### Selected excerpt
-- BEGIN --

I’ve had the Google/Samsung Nexus S phone for a few days and I will now vomit my thoughts out here.
Hardware
The phone’s physical design has some fatal flaws. It has the four standard Android buttons at the bottom – Return, Menu, Search, and Home. But they are touch buttons instead of real buttons, and they are just as super sensitive as the main touch screen. Because the whole phone is so slippery smooth, that makes it incredibly difficult to use the main interface without touching one of these “hardware” buttons. Either the Return button, at the left corner, or the Home button, at the right corner, will typically close the current application. I find it very difficult not to trigger these buttons with my palm.
The on-screen keyboard is already awkward, but this makes it even more important to tap in exactly the right place and not a pixel lower. So it requires your full concentration and gives you the general feeling that you are defusing a ticking bomb hidden in a bar of wet soap. I didn’t have this problem with my older HTC Hero. If I was a regular user, who didn’t care about the Android software getting out of date, I would return the Nexus S.

-- END --

### Given information
-- BEGIN --

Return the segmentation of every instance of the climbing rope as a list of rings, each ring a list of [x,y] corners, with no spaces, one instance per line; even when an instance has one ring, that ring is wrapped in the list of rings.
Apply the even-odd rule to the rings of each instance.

-- END --

### Job A
According to the Nexus S review, which button sits at the left corner of the phone?
### Job B
Return the passage of the Nexus S review starting with "I’ve had the" and going on through "with my palm.".
### Job C
Resume the Nexus S review from the point at which it stops.
The lines have no connection to the Nexus S review.

### Expected answer A
The Return button.

### Expected answer B
I’ve had the Google/Samsung Nexus S phone for a few days and I will now vomit my thoughts out here.
Hardware
The phone’s physical design has some fatal flaws. It has the four standard Android buttons at the bottom – Return, Menu, Search, and Home. But they are touch buttons instead of real buttons, and they are just as super sensitive as the main touch screen. Because the whole phone is so slippery smooth, that makes it incredibly difficult to use the main interface without touching one of these “hardware” buttons. Either the Return button, at the left corner, or the Home button, at the right corner, will typically close the current application. I find it very difficult not to trigger these buttons with my palm.

### Expected answer C
The older Galaxy S doesn’t seem to share this problem completely. It appears to have a thicker bevel that should be easier to grip and it has less buttons at the bottom, in a slightly safer arrangement. However, two of them are touch buttons, so I guess it’s annoying too.
I generally feel that multi-touch ability is not worth the over-sensitivity of the capacitive screen, as it’s not used much in Android anyway outside of Fruit Ninja. I preferred the N900’s need for a very slight finger press.
Software
I’ve used an HTC Hero with Android 2.2 and the HTC Sense UI, and this is not very different, though regular Android lacks a consistent visual personality. However, I’m surprised that I miss some things from HTC Sense, such as:
- I love HTC’s clock and weather widget, with the full-screen animations of rain, frost, snow or fog that appear momentarily over the whole desktop. It’s useless but it’s charming. Regular Android 2.3 has just an ugly little analogue clock widget. Its weather widget is boring.
- My HTC Hero could upload photos and videos to Flickr, even integrating with the Accounts and Sync Settings, but regular Android 2.3 can’t.
- The HTC Camera application lets you focus on a point by clicking the picture. I don’t know if it really worked, but I liked the idea. I do like that the regular Android 2.3 camera app lets me click the button to focus and then release later to actually take the picture quickly.
These can be replaced imperfectly by apps from the Android Market, but that’s a frustrating experience of choosing between hundreds of similar apps, with no help to judge their quality.
Nexus S versus HTC Hero
This is a rather arbitrary comparison that’s of little use to anyone, but it’s the hardware that I’ve had.
I prefer the HTC Hero hardware because of the above-mentioned hardware problems, and because the chin stopped me from holding it upside-down so often. However, the HTC’s camera was terrible, while the Nexus S takes bright clear pictures and videos.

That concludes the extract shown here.